*Supplied material*:
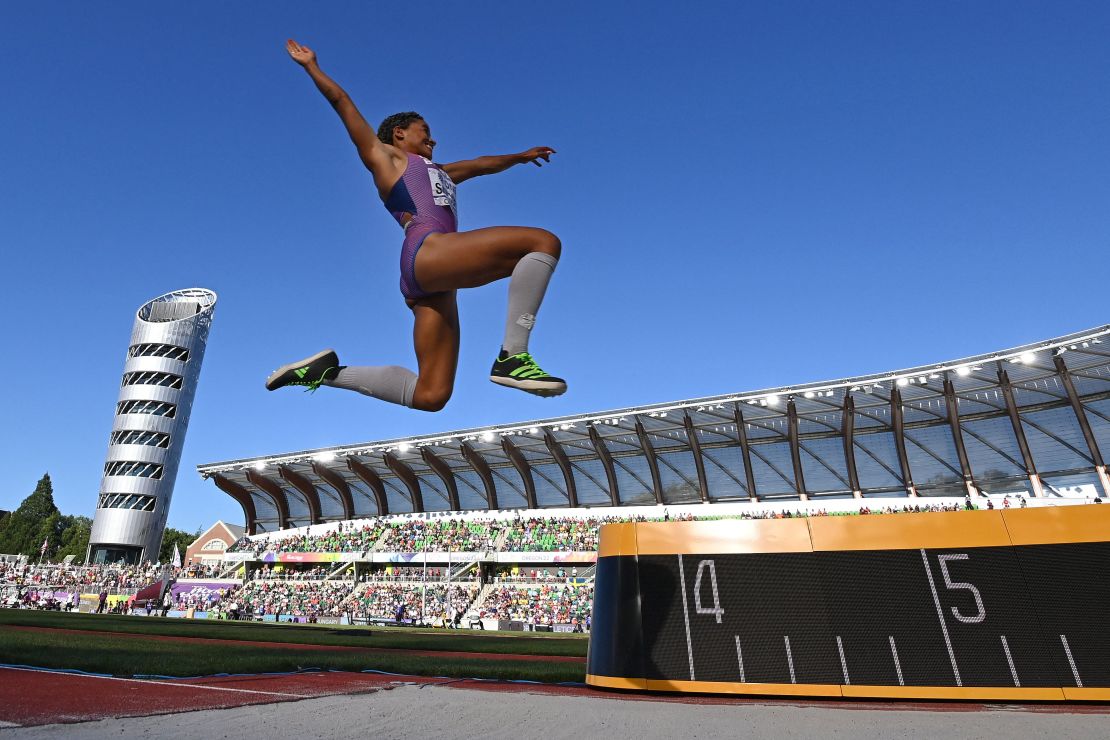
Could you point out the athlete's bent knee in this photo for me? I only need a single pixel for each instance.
(431, 401)
(547, 243)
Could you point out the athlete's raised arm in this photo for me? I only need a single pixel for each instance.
(495, 163)
(380, 158)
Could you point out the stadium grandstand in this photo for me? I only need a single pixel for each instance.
(498, 526)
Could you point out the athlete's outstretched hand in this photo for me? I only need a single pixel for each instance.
(537, 153)
(302, 56)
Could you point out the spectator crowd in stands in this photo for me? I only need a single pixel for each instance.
(542, 604)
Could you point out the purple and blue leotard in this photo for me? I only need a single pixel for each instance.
(423, 202)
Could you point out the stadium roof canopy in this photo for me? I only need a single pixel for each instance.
(1029, 421)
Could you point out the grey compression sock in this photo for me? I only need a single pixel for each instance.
(525, 292)
(387, 383)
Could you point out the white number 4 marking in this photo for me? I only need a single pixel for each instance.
(715, 609)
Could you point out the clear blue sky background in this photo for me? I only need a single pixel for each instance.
(748, 194)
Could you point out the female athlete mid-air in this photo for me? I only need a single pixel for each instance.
(436, 260)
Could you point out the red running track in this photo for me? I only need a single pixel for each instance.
(34, 697)
(303, 646)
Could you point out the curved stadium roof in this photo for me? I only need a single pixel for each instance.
(1032, 419)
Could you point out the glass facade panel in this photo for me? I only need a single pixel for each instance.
(298, 507)
(932, 458)
(510, 488)
(551, 485)
(396, 496)
(365, 505)
(1045, 391)
(823, 465)
(434, 492)
(1098, 418)
(1076, 484)
(1090, 382)
(634, 479)
(678, 477)
(724, 474)
(471, 489)
(1056, 442)
(770, 427)
(992, 448)
(1007, 487)
(589, 482)
(331, 507)
(773, 469)
(877, 464)
(264, 509)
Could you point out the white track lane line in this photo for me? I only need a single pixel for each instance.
(158, 682)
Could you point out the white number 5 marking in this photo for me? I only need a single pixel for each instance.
(955, 584)
(715, 610)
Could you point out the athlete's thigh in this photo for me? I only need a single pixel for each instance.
(470, 259)
(435, 338)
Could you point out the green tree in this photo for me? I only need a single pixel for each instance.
(37, 518)
(73, 538)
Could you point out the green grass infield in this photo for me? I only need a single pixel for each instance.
(130, 646)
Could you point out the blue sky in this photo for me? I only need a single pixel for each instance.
(748, 195)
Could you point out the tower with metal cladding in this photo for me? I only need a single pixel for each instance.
(155, 399)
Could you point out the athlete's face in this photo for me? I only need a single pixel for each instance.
(415, 139)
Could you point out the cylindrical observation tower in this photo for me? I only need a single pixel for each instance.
(152, 413)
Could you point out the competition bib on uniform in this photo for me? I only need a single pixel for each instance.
(443, 188)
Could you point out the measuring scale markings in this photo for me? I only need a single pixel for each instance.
(894, 651)
(844, 664)
(1009, 659)
(686, 615)
(969, 610)
(739, 659)
(940, 616)
(1075, 671)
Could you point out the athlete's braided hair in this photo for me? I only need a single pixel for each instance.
(395, 121)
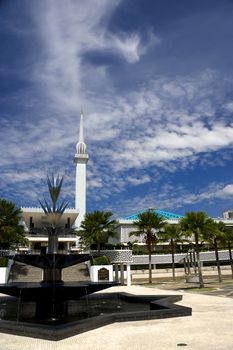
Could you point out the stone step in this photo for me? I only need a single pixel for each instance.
(76, 273)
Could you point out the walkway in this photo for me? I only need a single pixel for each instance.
(209, 328)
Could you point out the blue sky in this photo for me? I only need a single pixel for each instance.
(155, 81)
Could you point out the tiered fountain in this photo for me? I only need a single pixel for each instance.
(53, 309)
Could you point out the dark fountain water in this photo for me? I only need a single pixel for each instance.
(53, 309)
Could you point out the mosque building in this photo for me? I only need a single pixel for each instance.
(35, 219)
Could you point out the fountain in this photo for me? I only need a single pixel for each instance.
(53, 309)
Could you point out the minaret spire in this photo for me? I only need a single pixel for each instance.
(80, 159)
(81, 133)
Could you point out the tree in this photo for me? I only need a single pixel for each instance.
(149, 224)
(197, 224)
(97, 227)
(11, 231)
(228, 239)
(53, 212)
(174, 235)
(214, 236)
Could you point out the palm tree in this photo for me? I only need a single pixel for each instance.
(97, 227)
(228, 239)
(174, 235)
(149, 224)
(11, 231)
(197, 224)
(214, 236)
(54, 212)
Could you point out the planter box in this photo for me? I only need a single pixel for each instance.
(100, 273)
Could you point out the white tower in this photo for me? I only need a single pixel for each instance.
(80, 159)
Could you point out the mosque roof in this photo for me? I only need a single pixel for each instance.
(163, 214)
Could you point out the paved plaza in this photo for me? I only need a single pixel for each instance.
(209, 328)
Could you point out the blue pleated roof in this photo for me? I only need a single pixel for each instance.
(163, 214)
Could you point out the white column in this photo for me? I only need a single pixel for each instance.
(128, 275)
(80, 192)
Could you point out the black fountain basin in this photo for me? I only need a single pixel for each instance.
(89, 312)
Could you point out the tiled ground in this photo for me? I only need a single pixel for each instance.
(209, 328)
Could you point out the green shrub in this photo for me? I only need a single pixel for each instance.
(100, 260)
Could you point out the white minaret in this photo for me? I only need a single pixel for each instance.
(81, 158)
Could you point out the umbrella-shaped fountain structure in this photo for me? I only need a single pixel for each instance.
(53, 309)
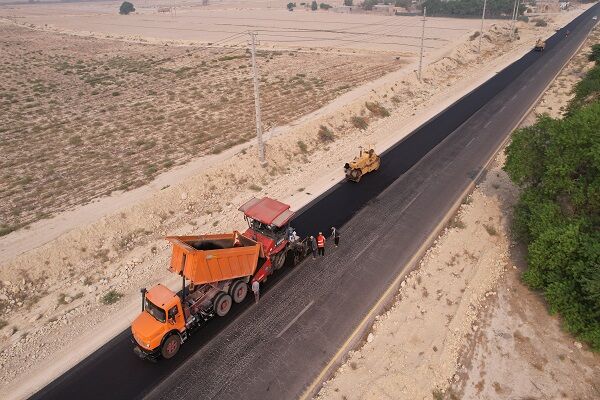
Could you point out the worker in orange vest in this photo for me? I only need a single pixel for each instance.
(321, 244)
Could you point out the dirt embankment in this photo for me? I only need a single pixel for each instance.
(81, 118)
(463, 326)
(63, 293)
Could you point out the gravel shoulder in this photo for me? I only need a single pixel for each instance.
(463, 326)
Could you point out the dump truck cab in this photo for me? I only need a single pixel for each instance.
(162, 316)
(268, 224)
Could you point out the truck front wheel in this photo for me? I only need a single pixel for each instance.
(222, 304)
(171, 346)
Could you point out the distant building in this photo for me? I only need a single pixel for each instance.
(549, 6)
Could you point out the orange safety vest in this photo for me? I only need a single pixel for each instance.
(320, 241)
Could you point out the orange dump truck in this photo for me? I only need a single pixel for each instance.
(218, 268)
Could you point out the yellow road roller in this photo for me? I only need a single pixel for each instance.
(366, 162)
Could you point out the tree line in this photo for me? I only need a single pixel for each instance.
(556, 162)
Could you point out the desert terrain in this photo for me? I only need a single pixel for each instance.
(485, 335)
(63, 294)
(93, 93)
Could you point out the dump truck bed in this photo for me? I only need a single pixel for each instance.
(214, 258)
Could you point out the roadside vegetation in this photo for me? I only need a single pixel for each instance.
(557, 164)
(467, 8)
(81, 118)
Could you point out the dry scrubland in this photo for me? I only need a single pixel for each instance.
(67, 291)
(82, 117)
(485, 335)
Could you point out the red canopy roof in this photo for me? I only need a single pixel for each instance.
(267, 211)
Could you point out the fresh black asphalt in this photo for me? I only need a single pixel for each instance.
(255, 352)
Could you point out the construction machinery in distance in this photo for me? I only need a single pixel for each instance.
(219, 268)
(539, 45)
(366, 162)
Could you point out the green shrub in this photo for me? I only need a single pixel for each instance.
(360, 122)
(111, 297)
(557, 165)
(595, 54)
(303, 147)
(377, 109)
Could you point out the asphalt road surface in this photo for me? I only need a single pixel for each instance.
(275, 349)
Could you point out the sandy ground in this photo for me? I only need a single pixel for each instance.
(124, 251)
(81, 118)
(463, 326)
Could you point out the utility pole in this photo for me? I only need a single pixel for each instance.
(481, 31)
(515, 17)
(261, 145)
(422, 41)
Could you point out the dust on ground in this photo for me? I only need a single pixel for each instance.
(65, 291)
(463, 326)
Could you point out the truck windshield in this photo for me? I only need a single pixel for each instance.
(157, 312)
(271, 231)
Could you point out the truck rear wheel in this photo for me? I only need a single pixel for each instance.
(222, 304)
(239, 290)
(170, 346)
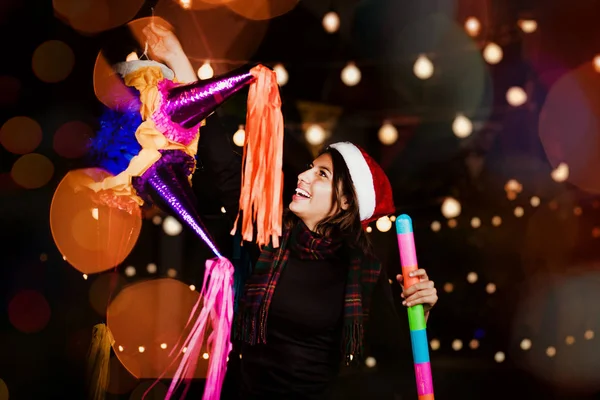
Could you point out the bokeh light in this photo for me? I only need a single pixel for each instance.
(569, 128)
(148, 314)
(98, 15)
(261, 9)
(20, 135)
(103, 289)
(553, 311)
(32, 171)
(72, 138)
(28, 311)
(53, 61)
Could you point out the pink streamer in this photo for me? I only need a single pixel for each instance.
(217, 293)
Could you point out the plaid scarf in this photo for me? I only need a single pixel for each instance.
(251, 320)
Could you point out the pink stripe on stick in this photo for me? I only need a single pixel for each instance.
(424, 380)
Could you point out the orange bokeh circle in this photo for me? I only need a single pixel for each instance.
(97, 15)
(94, 231)
(151, 316)
(20, 135)
(261, 9)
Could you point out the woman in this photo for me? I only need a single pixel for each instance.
(307, 307)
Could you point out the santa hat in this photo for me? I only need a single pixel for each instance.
(371, 184)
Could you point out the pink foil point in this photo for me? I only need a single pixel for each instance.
(184, 107)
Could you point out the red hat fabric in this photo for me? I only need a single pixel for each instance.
(371, 184)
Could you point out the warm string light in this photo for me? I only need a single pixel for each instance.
(351, 74)
(331, 22)
(472, 26)
(388, 134)
(315, 134)
(423, 67)
(239, 137)
(492, 53)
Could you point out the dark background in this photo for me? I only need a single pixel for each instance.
(543, 264)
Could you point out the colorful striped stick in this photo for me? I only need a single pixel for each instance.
(416, 315)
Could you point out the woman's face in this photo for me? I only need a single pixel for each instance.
(313, 200)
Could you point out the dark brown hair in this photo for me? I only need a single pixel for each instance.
(344, 224)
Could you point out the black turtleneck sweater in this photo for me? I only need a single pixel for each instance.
(302, 353)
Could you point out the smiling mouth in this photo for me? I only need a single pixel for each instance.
(302, 193)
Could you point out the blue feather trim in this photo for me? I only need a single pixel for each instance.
(115, 144)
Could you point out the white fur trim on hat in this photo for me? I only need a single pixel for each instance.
(362, 178)
(127, 67)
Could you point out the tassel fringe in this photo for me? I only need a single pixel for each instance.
(262, 180)
(217, 310)
(98, 362)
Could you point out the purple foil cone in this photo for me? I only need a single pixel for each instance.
(187, 105)
(166, 183)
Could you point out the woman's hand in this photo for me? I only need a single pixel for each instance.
(165, 47)
(422, 292)
(162, 43)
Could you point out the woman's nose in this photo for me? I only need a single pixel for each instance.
(304, 176)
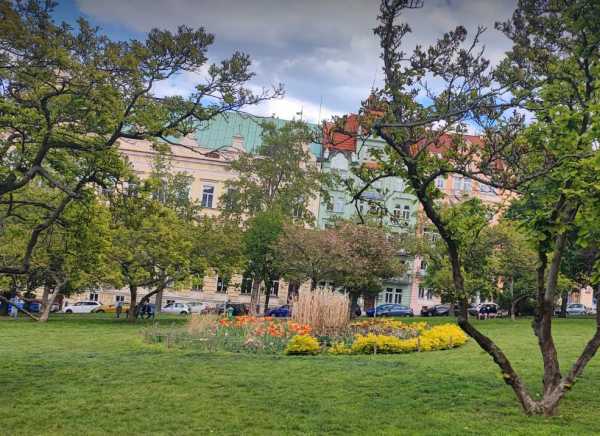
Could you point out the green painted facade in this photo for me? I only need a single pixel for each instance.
(391, 193)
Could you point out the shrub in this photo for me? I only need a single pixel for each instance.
(340, 348)
(441, 337)
(302, 344)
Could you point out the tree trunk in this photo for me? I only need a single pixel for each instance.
(564, 301)
(267, 298)
(47, 307)
(131, 316)
(158, 303)
(255, 297)
(353, 304)
(4, 307)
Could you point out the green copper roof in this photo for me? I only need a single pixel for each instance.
(219, 131)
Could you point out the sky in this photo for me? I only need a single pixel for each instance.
(324, 52)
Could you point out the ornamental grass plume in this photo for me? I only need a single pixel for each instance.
(324, 310)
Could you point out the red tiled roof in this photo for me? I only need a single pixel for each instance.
(341, 139)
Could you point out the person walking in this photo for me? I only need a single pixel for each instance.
(149, 311)
(14, 311)
(141, 309)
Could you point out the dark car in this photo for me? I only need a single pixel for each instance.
(484, 309)
(237, 308)
(437, 310)
(390, 310)
(284, 311)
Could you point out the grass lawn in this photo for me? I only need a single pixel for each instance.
(92, 374)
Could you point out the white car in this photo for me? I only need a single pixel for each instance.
(180, 308)
(197, 307)
(84, 307)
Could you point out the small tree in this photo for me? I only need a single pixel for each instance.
(262, 232)
(281, 174)
(358, 258)
(151, 246)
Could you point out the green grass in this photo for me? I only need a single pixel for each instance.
(94, 375)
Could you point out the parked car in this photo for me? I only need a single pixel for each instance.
(390, 310)
(284, 311)
(33, 306)
(238, 308)
(198, 307)
(113, 308)
(576, 309)
(180, 308)
(437, 310)
(483, 309)
(85, 307)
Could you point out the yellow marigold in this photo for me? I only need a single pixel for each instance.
(441, 337)
(302, 344)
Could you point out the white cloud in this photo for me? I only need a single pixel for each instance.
(317, 48)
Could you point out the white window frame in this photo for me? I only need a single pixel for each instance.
(208, 195)
(222, 285)
(440, 182)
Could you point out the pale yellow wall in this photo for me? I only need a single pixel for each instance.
(206, 170)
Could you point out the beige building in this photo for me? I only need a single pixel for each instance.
(205, 156)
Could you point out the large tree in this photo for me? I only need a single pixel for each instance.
(67, 96)
(151, 244)
(551, 71)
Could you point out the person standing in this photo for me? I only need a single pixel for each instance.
(14, 311)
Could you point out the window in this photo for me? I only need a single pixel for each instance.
(389, 295)
(231, 198)
(467, 184)
(246, 286)
(398, 296)
(222, 284)
(298, 209)
(273, 286)
(457, 183)
(406, 213)
(338, 205)
(208, 192)
(393, 295)
(486, 189)
(293, 290)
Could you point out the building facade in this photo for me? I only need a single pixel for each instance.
(207, 156)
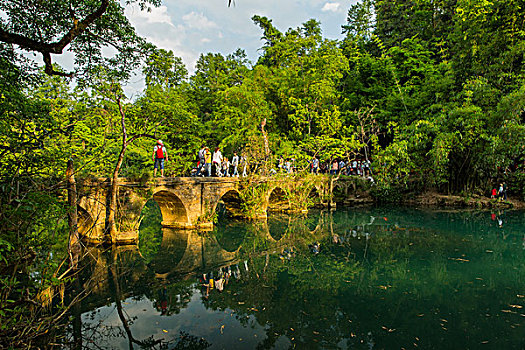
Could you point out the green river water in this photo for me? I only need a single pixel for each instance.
(380, 278)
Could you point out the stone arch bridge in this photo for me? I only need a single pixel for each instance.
(191, 203)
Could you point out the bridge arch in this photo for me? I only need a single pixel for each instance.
(314, 197)
(174, 213)
(277, 200)
(231, 203)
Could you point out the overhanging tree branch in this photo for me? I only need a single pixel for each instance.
(46, 49)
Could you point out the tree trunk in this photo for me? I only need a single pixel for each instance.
(74, 239)
(111, 226)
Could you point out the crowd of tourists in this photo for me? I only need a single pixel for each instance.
(500, 193)
(214, 163)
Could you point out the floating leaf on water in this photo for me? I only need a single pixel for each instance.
(459, 259)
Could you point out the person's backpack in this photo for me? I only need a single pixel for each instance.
(160, 153)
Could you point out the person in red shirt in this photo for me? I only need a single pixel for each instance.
(159, 155)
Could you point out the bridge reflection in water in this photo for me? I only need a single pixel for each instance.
(383, 277)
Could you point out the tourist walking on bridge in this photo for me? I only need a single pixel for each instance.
(217, 161)
(207, 160)
(235, 164)
(159, 155)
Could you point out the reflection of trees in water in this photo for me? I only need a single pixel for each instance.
(230, 234)
(171, 251)
(278, 225)
(336, 298)
(388, 297)
(127, 279)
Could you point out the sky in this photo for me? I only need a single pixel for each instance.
(193, 27)
(190, 28)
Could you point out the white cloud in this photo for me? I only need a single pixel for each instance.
(157, 15)
(332, 7)
(198, 21)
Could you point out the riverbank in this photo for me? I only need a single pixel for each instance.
(474, 201)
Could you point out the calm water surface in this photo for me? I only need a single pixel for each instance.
(374, 278)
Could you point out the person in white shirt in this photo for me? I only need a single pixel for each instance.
(235, 164)
(159, 155)
(217, 161)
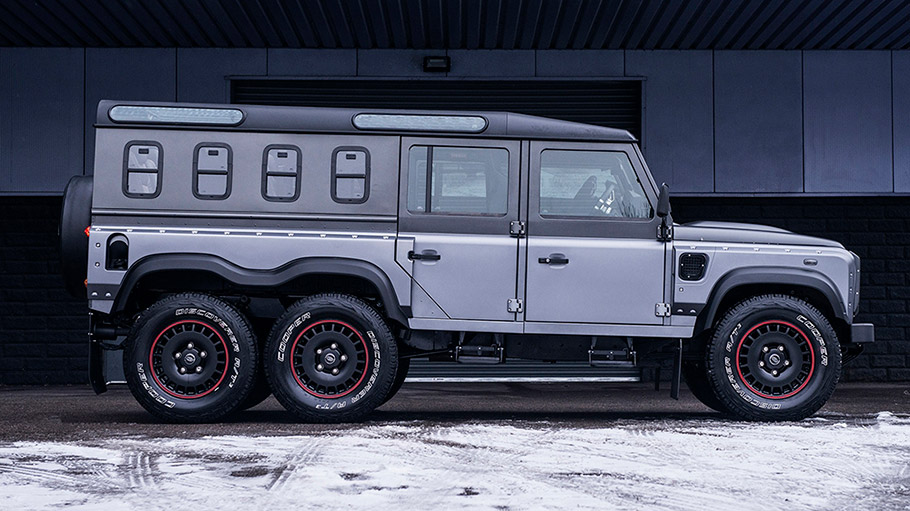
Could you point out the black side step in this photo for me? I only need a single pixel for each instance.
(480, 354)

*Stated goal*: The line that contains "Could you point out the floating" opens the part to copy, and the last line of the records closes it; set down those lines exactly, pictures excluded.

*Exercise output*:
Could you point out the floating leaf on water in this photo for me? I only need a single pixel for each instance.
(459, 259)
Could you point out the person's backpack in this photo for me? I only need a single pixel for each instance.
(160, 153)
Could you point out the person in red shirt in this photo for me? I only need a single pixel for each instance.
(159, 155)
Could you point out the bridge reflection in water in this photo for me? I only need a single pixel for each instance.
(383, 277)
Could you point out the tourist walking on bridge in this photo for me? I only need a single pixel for each instance.
(217, 161)
(207, 160)
(235, 164)
(159, 155)
Could you point out the reflection of trees in water in this photo for me? I only need a single pixel for each instance.
(230, 234)
(171, 251)
(278, 225)
(336, 298)
(388, 297)
(127, 279)
Could you point out the sky in this photo for me? I only need a single pixel for each instance.
(193, 27)
(190, 28)
Could you point out the white cloud in this photo for me? I only need a single pixel for each instance.
(157, 15)
(332, 7)
(198, 21)
Could you point out the riverbank in this photo for me? I only need a single pixel for each instance.
(474, 201)
Could you point out the calm water surface in this photo for me? I only need a single pixel for each instance.
(374, 278)
Could you point out the person in white shirt in this photo for me? I only need a single pixel for each instance.
(235, 164)
(159, 155)
(217, 161)
Could you point out the black side step in this photo for me? I only need a single pixel for each instance.
(480, 354)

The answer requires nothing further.